--- PROVIDED TEXT ---

Condom Conundrum Divides The Church
Created | Updated Jul 11, 2003
In a clash of moral values, the churches usually assume they hold the high moral ground.
However, when Catholic bishops in southern Africa last month declared the use of condoms to prevent the spread of Aids to be 'immoral and misguided', they found themselves accused of being irresponsible and misguided. That must cut deep. One thing bishops pride themselves on is being responsible; and the guidance they lay claim to, being from God as they firmly believe, is second to none. Could they be wrong?
Yes, they could - and many Catholics, among others, think that in this decision, they were. The bishops could say they were merely being consistent with centuries of teaching about the natural law in general, and with Pope Paul VI's 1968 encyclical banning artificial contraception in particular. The problem is that those approaches are human and imperfect, notwithstanding the church's claim to speak with divine authority, and need always to be tested by their adequacy in specific situations, and by love.
The specific situation is that 70 per cent of about 34 million people worldwide who carry the HIV/Aids virus live in southern Africa, and 13 million of the 16 million who have died of Aids died there. In South Africa, up to five million people, or more than one in 10, carry the virus.
Love requires a compassionate response. The government's strategy is to promote the use of condoms to prevent infection, though they are not foolproof, on the basis that they will protect at least 85 per cent of users from the disease.
The bishops counter that condoms encourage promiscuity and therefore increase the incidence of Aids. Human dignity is at issue, they say, so the truly compassionate response is for the church to promote abstinence from sex before marriage and faithfulness within it.
Obviously, no one is going to get into trouble by following those precepts. But they pose two problems. In the realities of southern Africa and elsewhere, moral messages, however high-minded, are not going to curb the Aids epidemic. Sex is so basic and powerful an instinct that there will be many people of all ages who find themselves carried away - or taken advantage of - outside marriage or steady relationships. Aware of that, it was Catholics closest to the Aids sufferers who sought a change in the church's stance. Bishop Kevin Dowling of Rustenburg, for example, argued that the church could approve condoms for 'preventing the transmission of death, and therefore not as a contraceptive
to prevent the transmission of life'. The church newspaper Southern Cross endorsed this view, drawing a parallel with medication to regulate a woman's menstrual cycle, which the church allows even though it also makes her temporarily infertile.

---

INSTRUCTIONS:
[A] Recast the paragraph of the essay on the Catholic bishops' condom ruling that opens "The specific situation is that" as a short bulleted list, keeping its figures.
[B] Using the essay on the Catholic bishops' condom ruling, decide whether each statement agrees with it, answering yes or no and quoting the words that settle it: (i) Most people carrying the HIV/Aids virus live in southern Africa. (ii) The government claims condoms protect every user from the disease. (iii) Kevin Dowling is the bishop of Rustenburg.
[C] Carry on the essay on the Catholic bishops' condom ruling, starting right after its final sentence.

--- PROVIDED INFORMATION ---

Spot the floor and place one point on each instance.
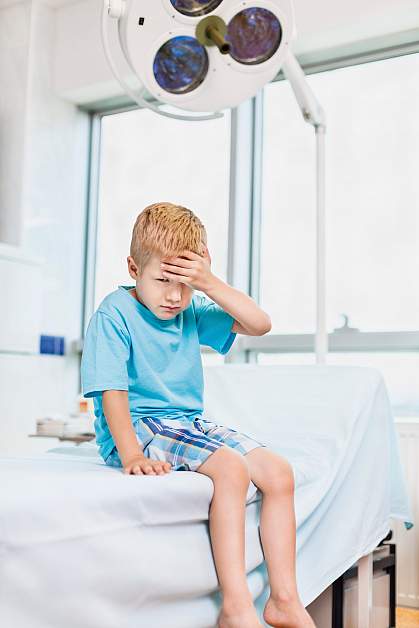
(407, 618)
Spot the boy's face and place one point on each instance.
(157, 292)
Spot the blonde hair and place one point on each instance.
(166, 229)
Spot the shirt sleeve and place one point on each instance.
(213, 325)
(106, 352)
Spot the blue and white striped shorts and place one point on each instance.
(185, 443)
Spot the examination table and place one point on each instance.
(84, 545)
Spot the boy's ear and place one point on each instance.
(132, 267)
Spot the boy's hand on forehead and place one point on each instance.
(189, 268)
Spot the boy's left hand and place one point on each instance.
(189, 268)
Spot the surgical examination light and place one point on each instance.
(203, 56)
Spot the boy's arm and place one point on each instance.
(116, 409)
(250, 319)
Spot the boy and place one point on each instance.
(142, 364)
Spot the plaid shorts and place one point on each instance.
(185, 443)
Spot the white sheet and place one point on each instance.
(83, 544)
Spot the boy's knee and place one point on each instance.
(226, 464)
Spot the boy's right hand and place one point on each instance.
(141, 465)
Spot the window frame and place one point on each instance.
(244, 231)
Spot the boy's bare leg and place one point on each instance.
(273, 475)
(230, 474)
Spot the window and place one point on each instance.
(372, 214)
(145, 158)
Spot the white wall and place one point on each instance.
(14, 37)
(50, 59)
(44, 152)
(82, 74)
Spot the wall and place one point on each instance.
(42, 206)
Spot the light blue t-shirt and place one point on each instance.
(127, 347)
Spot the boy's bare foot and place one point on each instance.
(287, 614)
(239, 617)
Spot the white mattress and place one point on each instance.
(85, 545)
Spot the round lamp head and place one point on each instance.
(206, 55)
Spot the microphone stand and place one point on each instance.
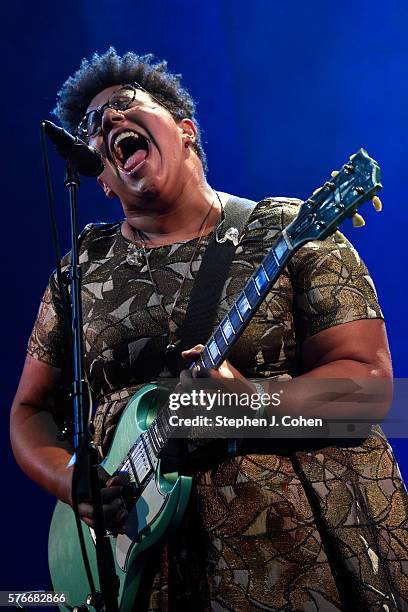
(85, 477)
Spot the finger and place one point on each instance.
(85, 510)
(114, 481)
(87, 521)
(111, 493)
(193, 352)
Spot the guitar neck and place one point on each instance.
(318, 217)
(245, 306)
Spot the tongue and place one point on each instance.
(135, 159)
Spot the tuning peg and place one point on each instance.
(358, 220)
(339, 237)
(377, 203)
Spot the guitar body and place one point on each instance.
(160, 508)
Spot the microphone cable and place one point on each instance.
(67, 331)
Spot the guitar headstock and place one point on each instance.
(340, 197)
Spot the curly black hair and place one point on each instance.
(108, 69)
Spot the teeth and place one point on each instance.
(121, 137)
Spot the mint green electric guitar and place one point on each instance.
(141, 434)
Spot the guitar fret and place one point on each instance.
(213, 349)
(239, 314)
(133, 469)
(227, 328)
(253, 284)
(261, 279)
(270, 265)
(251, 294)
(243, 305)
(235, 318)
(220, 339)
(206, 359)
(280, 249)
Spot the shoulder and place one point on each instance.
(274, 212)
(95, 241)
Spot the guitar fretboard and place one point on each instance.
(319, 216)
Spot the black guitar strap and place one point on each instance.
(209, 282)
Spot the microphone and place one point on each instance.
(87, 160)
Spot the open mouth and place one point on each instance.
(130, 149)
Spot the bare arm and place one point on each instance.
(34, 434)
(345, 356)
(34, 437)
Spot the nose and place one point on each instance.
(110, 118)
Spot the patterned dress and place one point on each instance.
(324, 529)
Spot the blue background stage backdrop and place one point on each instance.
(285, 90)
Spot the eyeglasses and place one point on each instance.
(123, 98)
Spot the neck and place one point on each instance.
(178, 219)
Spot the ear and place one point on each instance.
(188, 131)
(108, 191)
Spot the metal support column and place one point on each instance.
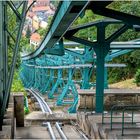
(1, 54)
(101, 51)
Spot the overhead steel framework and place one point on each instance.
(38, 62)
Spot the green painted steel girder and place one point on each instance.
(67, 12)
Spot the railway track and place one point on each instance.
(45, 108)
(55, 131)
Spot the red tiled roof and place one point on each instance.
(35, 37)
(40, 8)
(30, 14)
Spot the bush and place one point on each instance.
(137, 77)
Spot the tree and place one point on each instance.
(28, 33)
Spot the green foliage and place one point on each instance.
(137, 77)
(17, 84)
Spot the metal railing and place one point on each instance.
(122, 110)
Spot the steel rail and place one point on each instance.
(45, 108)
(49, 110)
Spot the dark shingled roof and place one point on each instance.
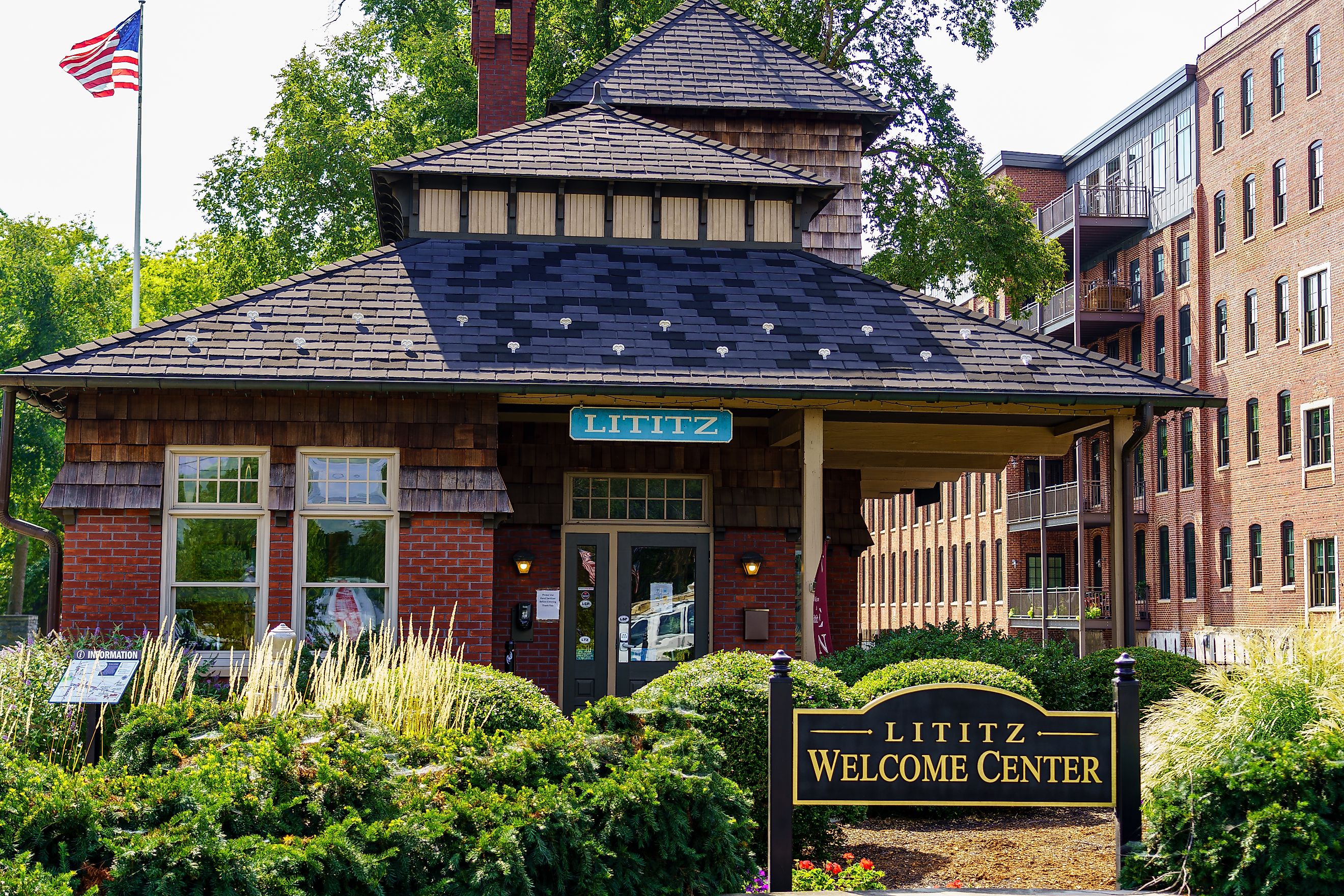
(705, 55)
(604, 143)
(487, 315)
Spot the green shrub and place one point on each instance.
(1265, 821)
(507, 702)
(1160, 675)
(927, 672)
(727, 692)
(1053, 669)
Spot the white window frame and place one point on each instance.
(304, 512)
(1301, 308)
(173, 511)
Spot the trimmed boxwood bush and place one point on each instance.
(1160, 675)
(927, 672)
(727, 695)
(1053, 668)
(1265, 823)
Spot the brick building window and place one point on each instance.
(349, 539)
(1187, 451)
(1221, 331)
(1219, 115)
(1164, 563)
(1313, 61)
(1281, 310)
(1288, 552)
(1257, 556)
(1316, 308)
(1248, 101)
(1225, 558)
(1285, 424)
(1318, 449)
(1219, 221)
(1252, 316)
(1316, 175)
(1162, 457)
(1276, 82)
(1280, 191)
(1249, 207)
(215, 552)
(1320, 567)
(1160, 344)
(1252, 430)
(1187, 347)
(1189, 566)
(1225, 438)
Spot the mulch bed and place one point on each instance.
(1037, 848)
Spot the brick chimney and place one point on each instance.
(503, 35)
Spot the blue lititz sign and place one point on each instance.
(650, 425)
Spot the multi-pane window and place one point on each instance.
(1252, 430)
(1288, 552)
(1164, 563)
(1219, 221)
(1249, 207)
(1252, 320)
(217, 535)
(1280, 191)
(1318, 442)
(347, 523)
(1187, 451)
(1218, 119)
(1248, 101)
(1225, 558)
(1185, 161)
(1316, 308)
(1163, 460)
(1316, 175)
(1285, 424)
(1313, 61)
(1225, 438)
(1320, 567)
(1187, 347)
(1281, 308)
(1276, 82)
(1257, 558)
(1221, 331)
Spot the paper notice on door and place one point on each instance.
(547, 605)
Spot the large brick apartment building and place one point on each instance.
(1199, 225)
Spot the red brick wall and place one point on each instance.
(112, 571)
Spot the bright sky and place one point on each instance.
(209, 78)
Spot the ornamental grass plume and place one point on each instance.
(1290, 688)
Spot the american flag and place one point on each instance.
(110, 61)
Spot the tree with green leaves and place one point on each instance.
(296, 192)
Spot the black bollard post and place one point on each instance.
(780, 861)
(1129, 823)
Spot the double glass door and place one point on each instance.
(656, 615)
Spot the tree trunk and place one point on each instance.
(20, 573)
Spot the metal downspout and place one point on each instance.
(23, 527)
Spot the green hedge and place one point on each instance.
(1160, 675)
(927, 672)
(727, 695)
(1267, 823)
(1054, 669)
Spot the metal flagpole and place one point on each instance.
(140, 116)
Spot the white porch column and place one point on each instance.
(812, 527)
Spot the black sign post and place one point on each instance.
(950, 745)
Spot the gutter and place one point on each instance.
(23, 527)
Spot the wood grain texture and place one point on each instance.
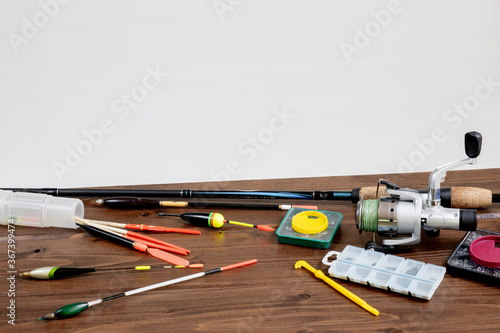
(270, 296)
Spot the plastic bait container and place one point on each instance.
(385, 271)
(39, 210)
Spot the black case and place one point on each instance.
(460, 264)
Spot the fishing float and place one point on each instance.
(54, 272)
(144, 203)
(133, 235)
(74, 309)
(455, 197)
(139, 246)
(153, 228)
(213, 220)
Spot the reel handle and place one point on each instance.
(473, 143)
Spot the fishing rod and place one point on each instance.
(54, 272)
(456, 197)
(73, 309)
(144, 203)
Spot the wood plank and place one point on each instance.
(267, 297)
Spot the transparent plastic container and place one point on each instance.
(39, 210)
(405, 276)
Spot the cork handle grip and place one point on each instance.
(470, 197)
(370, 192)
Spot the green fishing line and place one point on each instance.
(369, 215)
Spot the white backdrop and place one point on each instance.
(96, 93)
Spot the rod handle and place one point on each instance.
(129, 203)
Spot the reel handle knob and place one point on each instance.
(473, 143)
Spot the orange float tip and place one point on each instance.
(240, 264)
(306, 207)
(165, 256)
(264, 228)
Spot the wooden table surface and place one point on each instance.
(269, 296)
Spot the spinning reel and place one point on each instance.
(406, 211)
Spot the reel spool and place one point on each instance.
(406, 211)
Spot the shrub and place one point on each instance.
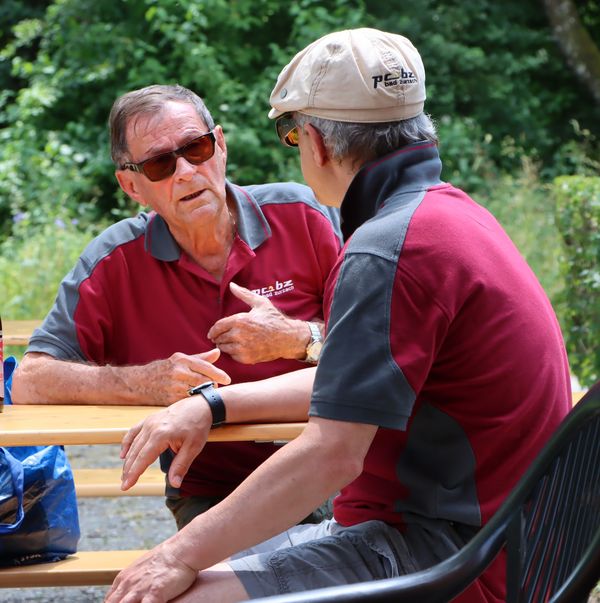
(578, 219)
(34, 261)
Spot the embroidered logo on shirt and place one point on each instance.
(277, 288)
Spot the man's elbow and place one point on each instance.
(23, 382)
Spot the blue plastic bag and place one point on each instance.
(38, 507)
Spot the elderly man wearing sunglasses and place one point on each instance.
(217, 283)
(442, 351)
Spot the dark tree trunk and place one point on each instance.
(581, 52)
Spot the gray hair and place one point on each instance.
(367, 141)
(147, 101)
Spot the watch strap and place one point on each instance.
(214, 400)
(313, 349)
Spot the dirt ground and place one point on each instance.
(138, 522)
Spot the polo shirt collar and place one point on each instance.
(252, 227)
(412, 168)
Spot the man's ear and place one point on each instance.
(127, 182)
(220, 142)
(319, 151)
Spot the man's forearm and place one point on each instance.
(282, 398)
(41, 379)
(282, 491)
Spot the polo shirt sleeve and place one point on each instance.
(382, 327)
(57, 335)
(78, 325)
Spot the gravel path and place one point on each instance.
(138, 522)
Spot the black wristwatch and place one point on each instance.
(213, 397)
(313, 349)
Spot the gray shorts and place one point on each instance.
(328, 554)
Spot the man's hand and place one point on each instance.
(157, 577)
(163, 382)
(260, 335)
(183, 427)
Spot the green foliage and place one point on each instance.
(497, 64)
(578, 219)
(522, 205)
(34, 261)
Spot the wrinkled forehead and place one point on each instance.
(170, 119)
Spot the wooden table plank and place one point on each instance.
(45, 424)
(82, 569)
(18, 332)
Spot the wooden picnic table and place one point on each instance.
(46, 424)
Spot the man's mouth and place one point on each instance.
(191, 196)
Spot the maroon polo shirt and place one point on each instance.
(134, 296)
(439, 333)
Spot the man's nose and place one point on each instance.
(184, 170)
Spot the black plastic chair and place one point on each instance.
(549, 525)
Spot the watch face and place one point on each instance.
(314, 351)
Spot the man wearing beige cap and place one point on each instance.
(443, 372)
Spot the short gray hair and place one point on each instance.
(367, 141)
(147, 101)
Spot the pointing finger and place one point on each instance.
(249, 297)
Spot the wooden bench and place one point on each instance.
(86, 568)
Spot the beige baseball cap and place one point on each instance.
(357, 75)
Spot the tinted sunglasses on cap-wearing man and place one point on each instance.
(287, 130)
(162, 166)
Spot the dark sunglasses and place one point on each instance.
(162, 166)
(287, 130)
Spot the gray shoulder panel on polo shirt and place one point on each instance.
(57, 335)
(253, 225)
(357, 377)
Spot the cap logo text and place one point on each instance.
(393, 79)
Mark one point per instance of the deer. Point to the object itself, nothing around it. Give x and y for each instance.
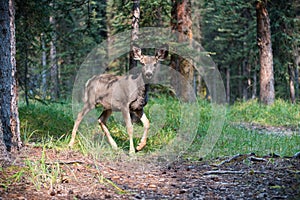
(127, 94)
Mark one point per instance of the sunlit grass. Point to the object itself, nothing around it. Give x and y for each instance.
(52, 124)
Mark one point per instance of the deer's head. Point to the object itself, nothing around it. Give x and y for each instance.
(149, 62)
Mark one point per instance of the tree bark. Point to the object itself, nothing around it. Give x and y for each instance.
(135, 30)
(53, 59)
(227, 85)
(9, 117)
(44, 68)
(292, 83)
(14, 120)
(181, 22)
(267, 92)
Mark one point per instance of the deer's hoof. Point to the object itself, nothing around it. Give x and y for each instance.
(141, 146)
(71, 144)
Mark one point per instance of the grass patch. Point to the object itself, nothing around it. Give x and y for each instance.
(281, 113)
(53, 124)
(45, 123)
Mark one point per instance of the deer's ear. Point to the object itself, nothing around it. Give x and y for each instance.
(162, 52)
(137, 52)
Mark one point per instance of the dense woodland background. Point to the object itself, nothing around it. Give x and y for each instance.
(54, 37)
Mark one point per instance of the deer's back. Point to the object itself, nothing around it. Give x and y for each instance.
(114, 92)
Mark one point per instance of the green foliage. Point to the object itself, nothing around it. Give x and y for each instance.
(40, 122)
(281, 113)
(51, 126)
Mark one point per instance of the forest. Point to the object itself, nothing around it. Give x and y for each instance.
(54, 39)
(222, 111)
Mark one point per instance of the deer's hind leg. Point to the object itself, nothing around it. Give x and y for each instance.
(102, 121)
(146, 125)
(86, 108)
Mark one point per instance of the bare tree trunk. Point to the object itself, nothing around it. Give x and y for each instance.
(296, 72)
(14, 120)
(9, 117)
(227, 85)
(182, 22)
(44, 68)
(53, 60)
(4, 155)
(292, 83)
(135, 30)
(267, 92)
(245, 80)
(254, 85)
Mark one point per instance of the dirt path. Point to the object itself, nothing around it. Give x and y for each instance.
(240, 177)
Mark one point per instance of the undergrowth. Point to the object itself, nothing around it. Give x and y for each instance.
(52, 124)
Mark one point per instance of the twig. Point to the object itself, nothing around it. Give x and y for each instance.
(223, 172)
(65, 162)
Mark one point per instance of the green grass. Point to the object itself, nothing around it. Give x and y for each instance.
(281, 113)
(51, 126)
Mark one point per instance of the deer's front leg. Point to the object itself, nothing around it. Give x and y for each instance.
(102, 121)
(129, 126)
(146, 125)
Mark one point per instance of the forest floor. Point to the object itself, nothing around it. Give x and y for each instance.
(71, 175)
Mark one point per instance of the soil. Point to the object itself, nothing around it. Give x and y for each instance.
(80, 177)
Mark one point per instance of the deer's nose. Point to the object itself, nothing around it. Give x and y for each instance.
(148, 74)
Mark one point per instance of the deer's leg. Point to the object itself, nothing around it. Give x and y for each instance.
(86, 108)
(146, 125)
(102, 121)
(129, 126)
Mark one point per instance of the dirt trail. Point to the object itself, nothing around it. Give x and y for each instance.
(239, 177)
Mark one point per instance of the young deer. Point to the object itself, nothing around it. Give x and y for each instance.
(127, 94)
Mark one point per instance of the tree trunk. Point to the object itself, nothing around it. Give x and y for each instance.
(296, 72)
(14, 120)
(53, 60)
(292, 83)
(44, 68)
(227, 85)
(135, 30)
(4, 156)
(181, 22)
(267, 92)
(9, 117)
(254, 85)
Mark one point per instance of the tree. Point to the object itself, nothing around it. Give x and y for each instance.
(53, 58)
(9, 119)
(181, 22)
(135, 30)
(267, 92)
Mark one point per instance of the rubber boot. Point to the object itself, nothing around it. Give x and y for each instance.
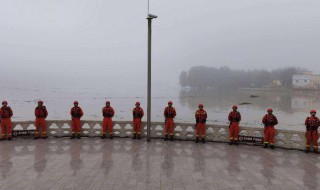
(307, 149)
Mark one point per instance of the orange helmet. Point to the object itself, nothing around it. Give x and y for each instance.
(313, 111)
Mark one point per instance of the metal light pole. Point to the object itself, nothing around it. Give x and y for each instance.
(150, 17)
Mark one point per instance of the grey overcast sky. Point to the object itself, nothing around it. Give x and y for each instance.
(93, 37)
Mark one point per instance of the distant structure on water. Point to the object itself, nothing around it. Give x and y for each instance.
(307, 80)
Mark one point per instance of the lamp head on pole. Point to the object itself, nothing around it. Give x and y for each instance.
(151, 16)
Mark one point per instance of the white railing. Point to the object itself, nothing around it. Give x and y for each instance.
(183, 131)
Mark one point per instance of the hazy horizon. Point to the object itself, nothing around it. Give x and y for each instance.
(78, 40)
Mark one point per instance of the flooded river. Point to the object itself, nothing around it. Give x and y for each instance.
(291, 107)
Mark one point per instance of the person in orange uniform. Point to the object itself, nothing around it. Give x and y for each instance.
(76, 113)
(312, 124)
(201, 118)
(269, 121)
(108, 113)
(41, 114)
(6, 124)
(234, 119)
(137, 113)
(169, 114)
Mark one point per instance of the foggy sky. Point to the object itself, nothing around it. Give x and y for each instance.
(106, 40)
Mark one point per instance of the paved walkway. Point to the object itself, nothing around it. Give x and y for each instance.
(92, 163)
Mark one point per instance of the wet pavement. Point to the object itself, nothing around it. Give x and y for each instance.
(121, 163)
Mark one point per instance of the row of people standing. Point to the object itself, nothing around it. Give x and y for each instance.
(269, 120)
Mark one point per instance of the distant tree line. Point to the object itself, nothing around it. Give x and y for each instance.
(224, 77)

---

OUTPUTS FOR THE TASKS:
[A]
- About 34 million people worldwide carry the HIV/Aids virus, and 70 per cent of them live in southern Africa.
- Of the 16 million who have died of Aids, 13 million died in southern Africa.
- In South Africa, up to five million people, more than one in 10, carry the virus.

[B]
(i) Yes: "70 per cent of about 34 million people worldwide who carry the HIV/Aids virus live in southern Africa"
(ii) No: "they will protect at least 85 per cent of users from the disease"
(iii) Yes: "Bishop Kevin Dowling of Rustenburg"

[C]
Ironically, the bishops tacitly reflect this position when they say married couples may use condoms when one of them is HIV-positive, as long as they abstain while the woman is ovulating. In this way, there would be no artificial barrier to conception (which was the point of the papal encyclical). The bishops also say that prophylactics 'change the act of love into a selfish search for pleasure', as if pleasure somehow detracts from human dignity and responsibility. On the contrary, the pleasure of making love while preventing conception can be a way to express love and responsibility for each other - which is why millions of Catholics in committed relationships use contraceptives despite the church's condemnation.
That raises the second, and deeper, problem. Those couples are not rejecting morality, but asserting an alternative morality which seems to them more human, more loving and more Christian. No one should say they are being irresponsible.
The pope's 1968 encyclical probably did more to erode the church's moral authority than anything else the church has done in the past century. Catholics listened, and made up their own minds.
So with this statement. Its strict imposition would condemn millions to suffer and die needlessly. Quietly or stridently, many Catholics will dissociate themselves from it, and non-Catholics will reject it. One of these is Cape Town's Anglican Archbishop Njongonkulu Ndungane who says: 'This is a crisis and we can't pretend things are not happening. We advocate abstinence and faithfulness to partners, but we have 'to provide protection for those who cannot abstain.'
For the most vulnerable, which is the more Christ-like response?